Exercise
Transcribe all of the data exactly. Omit the pictures.
┄┄┄┄┄┄┄┄┄┄
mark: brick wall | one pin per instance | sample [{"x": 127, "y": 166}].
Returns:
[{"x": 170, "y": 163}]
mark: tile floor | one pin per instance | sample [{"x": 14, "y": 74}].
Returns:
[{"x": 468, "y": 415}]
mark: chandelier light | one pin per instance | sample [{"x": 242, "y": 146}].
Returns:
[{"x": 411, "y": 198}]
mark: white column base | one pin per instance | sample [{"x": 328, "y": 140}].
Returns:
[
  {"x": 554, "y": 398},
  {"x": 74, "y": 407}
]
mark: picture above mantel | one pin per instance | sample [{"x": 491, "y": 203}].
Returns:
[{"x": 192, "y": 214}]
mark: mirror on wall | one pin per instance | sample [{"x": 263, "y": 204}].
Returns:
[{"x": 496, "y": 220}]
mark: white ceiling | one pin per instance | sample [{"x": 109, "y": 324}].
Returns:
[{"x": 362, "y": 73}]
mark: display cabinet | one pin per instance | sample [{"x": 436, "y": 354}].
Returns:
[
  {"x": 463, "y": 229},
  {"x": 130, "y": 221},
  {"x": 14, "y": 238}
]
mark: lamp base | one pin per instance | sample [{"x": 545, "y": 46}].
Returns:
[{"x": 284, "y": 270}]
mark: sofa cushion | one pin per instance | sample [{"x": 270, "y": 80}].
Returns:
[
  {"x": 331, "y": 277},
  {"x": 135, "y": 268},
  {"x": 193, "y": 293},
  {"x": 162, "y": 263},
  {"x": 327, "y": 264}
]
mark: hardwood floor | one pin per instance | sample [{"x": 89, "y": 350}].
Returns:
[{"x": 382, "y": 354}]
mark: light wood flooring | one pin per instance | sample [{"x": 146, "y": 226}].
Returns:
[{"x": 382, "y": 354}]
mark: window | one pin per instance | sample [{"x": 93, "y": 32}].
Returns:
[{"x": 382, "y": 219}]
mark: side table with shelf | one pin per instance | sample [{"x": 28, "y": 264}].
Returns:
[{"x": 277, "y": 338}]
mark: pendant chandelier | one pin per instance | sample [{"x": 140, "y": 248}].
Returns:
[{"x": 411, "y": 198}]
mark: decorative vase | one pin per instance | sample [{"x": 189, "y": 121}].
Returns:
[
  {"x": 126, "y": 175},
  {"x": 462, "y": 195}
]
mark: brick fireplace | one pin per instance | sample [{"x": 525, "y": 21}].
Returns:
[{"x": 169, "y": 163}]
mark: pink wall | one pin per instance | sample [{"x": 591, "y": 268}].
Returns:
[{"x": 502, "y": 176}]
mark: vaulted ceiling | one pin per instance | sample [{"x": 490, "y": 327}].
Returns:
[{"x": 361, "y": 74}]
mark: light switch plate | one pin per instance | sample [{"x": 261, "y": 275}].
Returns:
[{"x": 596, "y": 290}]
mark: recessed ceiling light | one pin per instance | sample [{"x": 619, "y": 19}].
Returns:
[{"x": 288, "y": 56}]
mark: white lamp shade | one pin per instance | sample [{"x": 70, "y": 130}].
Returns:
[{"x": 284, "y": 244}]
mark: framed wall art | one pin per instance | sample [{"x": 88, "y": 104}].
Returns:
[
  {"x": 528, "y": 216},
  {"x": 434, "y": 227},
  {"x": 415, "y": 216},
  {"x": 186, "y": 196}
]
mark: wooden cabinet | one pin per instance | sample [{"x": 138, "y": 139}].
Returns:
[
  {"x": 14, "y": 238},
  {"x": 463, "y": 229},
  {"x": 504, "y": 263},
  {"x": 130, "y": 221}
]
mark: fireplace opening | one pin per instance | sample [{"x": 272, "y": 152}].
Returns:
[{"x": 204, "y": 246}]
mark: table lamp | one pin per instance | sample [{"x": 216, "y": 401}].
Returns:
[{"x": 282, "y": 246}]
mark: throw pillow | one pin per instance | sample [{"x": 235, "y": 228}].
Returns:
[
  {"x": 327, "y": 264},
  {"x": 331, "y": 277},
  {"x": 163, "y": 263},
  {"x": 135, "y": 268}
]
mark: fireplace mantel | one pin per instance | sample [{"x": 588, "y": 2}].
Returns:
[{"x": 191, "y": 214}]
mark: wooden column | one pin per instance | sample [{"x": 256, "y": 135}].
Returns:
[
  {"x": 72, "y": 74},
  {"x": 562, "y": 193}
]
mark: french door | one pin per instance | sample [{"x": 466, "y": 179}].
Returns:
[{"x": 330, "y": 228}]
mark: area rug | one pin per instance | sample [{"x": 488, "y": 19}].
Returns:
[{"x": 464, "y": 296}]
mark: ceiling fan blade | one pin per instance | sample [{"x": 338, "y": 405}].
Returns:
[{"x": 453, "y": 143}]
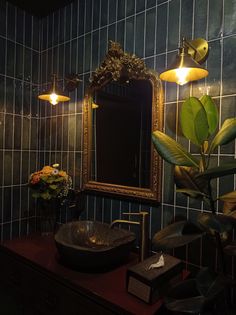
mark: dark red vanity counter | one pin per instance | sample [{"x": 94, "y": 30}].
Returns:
[{"x": 107, "y": 289}]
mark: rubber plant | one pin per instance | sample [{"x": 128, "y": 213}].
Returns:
[{"x": 193, "y": 174}]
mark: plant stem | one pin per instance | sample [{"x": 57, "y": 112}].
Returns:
[{"x": 212, "y": 204}]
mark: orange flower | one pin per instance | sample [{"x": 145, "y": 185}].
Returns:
[
  {"x": 47, "y": 169},
  {"x": 35, "y": 179}
]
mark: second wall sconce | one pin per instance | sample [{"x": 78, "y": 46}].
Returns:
[
  {"x": 187, "y": 66},
  {"x": 54, "y": 95}
]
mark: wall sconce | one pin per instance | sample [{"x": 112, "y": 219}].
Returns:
[
  {"x": 187, "y": 67},
  {"x": 54, "y": 96}
]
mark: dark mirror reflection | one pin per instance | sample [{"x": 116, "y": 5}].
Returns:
[{"x": 121, "y": 137}]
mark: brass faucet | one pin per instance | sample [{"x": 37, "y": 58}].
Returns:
[{"x": 144, "y": 231}]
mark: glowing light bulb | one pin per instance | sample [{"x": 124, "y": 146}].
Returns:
[
  {"x": 53, "y": 99},
  {"x": 181, "y": 74}
]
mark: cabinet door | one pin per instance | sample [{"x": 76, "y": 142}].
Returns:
[{"x": 54, "y": 298}]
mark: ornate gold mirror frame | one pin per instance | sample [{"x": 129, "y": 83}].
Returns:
[{"x": 116, "y": 66}]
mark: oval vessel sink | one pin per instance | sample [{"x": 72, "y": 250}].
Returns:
┄┄┄┄┄┄┄┄┄┄
Worked solution
mark: brick wall | one pin per instance | sample [{"x": 127, "y": 166}].
Returns:
[{"x": 170, "y": 163}]
mark: tile floor | one pin per instance | sample [{"x": 14, "y": 74}].
Returns:
[{"x": 468, "y": 415}]
mark: chandelier light | one pin per instance | sample [{"x": 242, "y": 146}].
Returns:
[{"x": 411, "y": 198}]
mark: white column base | one pin per instance | sample [{"x": 328, "y": 140}].
Returns:
[
  {"x": 554, "y": 398},
  {"x": 74, "y": 407}
]
mark: picture above mantel | one pin per instance | sample [{"x": 491, "y": 203}].
Returns:
[{"x": 192, "y": 214}]
mark: mirror on wall | one pin per instance | sample [{"x": 263, "y": 204}].
Returns:
[{"x": 496, "y": 220}]
mark: white ceiling | one pin per instance | sample [{"x": 109, "y": 324}].
Returns:
[{"x": 362, "y": 73}]
mark: display cabinet | one pin per instance | sample [{"x": 436, "y": 354}].
Returns:
[
  {"x": 463, "y": 229},
  {"x": 130, "y": 221},
  {"x": 14, "y": 238}
]
mark: lamp base | one pin per instance | sample [{"x": 545, "y": 46}].
Returns:
[{"x": 284, "y": 270}]
mark: sofa cushion | one pin per instance | sample [{"x": 270, "y": 80}].
Returns:
[
  {"x": 331, "y": 277},
  {"x": 135, "y": 268},
  {"x": 193, "y": 293},
  {"x": 162, "y": 263},
  {"x": 327, "y": 264}
]
mark: hardwood floor | one pin per instance | sample [{"x": 89, "y": 350}].
Returns:
[{"x": 382, "y": 354}]
mark: light wood flooring | one pin per instance | sample [{"x": 146, "y": 226}].
Returns:
[{"x": 382, "y": 354}]
mark: window | one pin per instance | sample [{"x": 93, "y": 32}].
Returns:
[{"x": 382, "y": 219}]
mark: side table with shelf | one pin per instance | sample [{"x": 28, "y": 264}].
Returns:
[{"x": 277, "y": 338}]
mark: pendant chandelier | one pin per instance | sample [{"x": 140, "y": 248}].
Returns:
[{"x": 411, "y": 198}]
mark: decorative vase | one pin per instance | sample [{"x": 189, "y": 121}].
Returns:
[
  {"x": 126, "y": 175},
  {"x": 462, "y": 195}
]
mark: brick fireplace | one pin per instance | sample [{"x": 525, "y": 21}].
Returns:
[{"x": 169, "y": 163}]
mark: pink wall | one pin per instance | sample [{"x": 591, "y": 268}].
Returns:
[{"x": 502, "y": 176}]
mark: vaulted ceiling | one pin per instance | sample [{"x": 490, "y": 327}].
Returns:
[{"x": 361, "y": 74}]
mark: light switch plate | one pin per instance | sample [{"x": 261, "y": 275}].
Returns:
[{"x": 596, "y": 290}]
mark: recessed ceiling light | one pin per instance | sample [{"x": 619, "y": 19}].
Returns:
[{"x": 288, "y": 56}]
mark: white lamp shade | one pin per instance | sample [{"x": 70, "y": 130}].
Returns:
[{"x": 284, "y": 244}]
mark: framed wall art | one pin per instance | sample [{"x": 88, "y": 104}].
Returns:
[
  {"x": 528, "y": 216},
  {"x": 434, "y": 227},
  {"x": 415, "y": 216},
  {"x": 186, "y": 196}
]
mark: wooden cabinet | one pin per instance | sample [{"x": 138, "y": 139}].
Returns:
[
  {"x": 14, "y": 238},
  {"x": 463, "y": 229},
  {"x": 504, "y": 263},
  {"x": 130, "y": 221}
]
mark: fireplace opening | one pin per instance | sample [{"x": 272, "y": 152}].
Returns:
[{"x": 204, "y": 246}]
mark: table lamp | one pin per instance | sample [{"x": 216, "y": 401}].
Returns:
[{"x": 282, "y": 246}]
mark: throw pillow | one pin per instance | sample [{"x": 235, "y": 228}].
Returns:
[
  {"x": 327, "y": 264},
  {"x": 331, "y": 277},
  {"x": 163, "y": 263},
  {"x": 135, "y": 268}
]
mark: fireplace mantel | one pin per instance | sample [{"x": 588, "y": 2}].
Returns:
[{"x": 191, "y": 214}]
mark: wooden column | one pin per instance | sample [{"x": 256, "y": 135}].
Returns:
[
  {"x": 72, "y": 74},
  {"x": 562, "y": 193}
]
mark: french door | one pin per instance | sample [{"x": 466, "y": 179}].
Returns:
[{"x": 330, "y": 228}]
mark: area rug | one pin per instance | sample [{"x": 488, "y": 19}].
Returns:
[{"x": 464, "y": 296}]
mark: ceiling fan blade | one pin per instance | sample [{"x": 338, "y": 405}].
Returns:
[{"x": 453, "y": 143}]
mark: dark red vanity counter | one pin per instance | sample [{"x": 94, "y": 30}].
Returns:
[{"x": 107, "y": 289}]
mark: rubber plant | one pin per instance | sample [{"x": 128, "y": 213}].
Returns:
[{"x": 193, "y": 174}]
mark: plant stem | one pin per instance | sample [{"x": 57, "y": 112}].
Returns:
[{"x": 212, "y": 204}]
mark: orange flower | one pin per instance | sample [{"x": 145, "y": 185}].
Returns:
[
  {"x": 47, "y": 169},
  {"x": 35, "y": 179}
]
mark: second wall sconce | one pin per instance | sample [{"x": 78, "y": 46}].
Returns:
[
  {"x": 187, "y": 66},
  {"x": 54, "y": 95}
]
mark: wall sconce | one pin per instance | sample [{"x": 112, "y": 219}].
Returns:
[
  {"x": 187, "y": 67},
  {"x": 54, "y": 96}
]
mark: dark mirror reflection | one pin per instance | sample [{"x": 116, "y": 5}].
Returns:
[{"x": 121, "y": 137}]
mark: brass faucet | one pin per instance | sample [{"x": 37, "y": 58}].
Returns:
[{"x": 144, "y": 231}]
mark: glowing light bulb | one pin per instance | sample [{"x": 124, "y": 146}].
Returns:
[
  {"x": 53, "y": 99},
  {"x": 181, "y": 74}
]
mark: cabinet door | one pin per instance | sample [{"x": 76, "y": 142}].
Returns:
[{"x": 54, "y": 298}]
mark: ornate gold mirror frame | one pin per instance | sample [{"x": 129, "y": 83}].
Returns:
[{"x": 116, "y": 66}]
mark: oval vessel sink | one pin per instance | sample [{"x": 72, "y": 250}].
Returns:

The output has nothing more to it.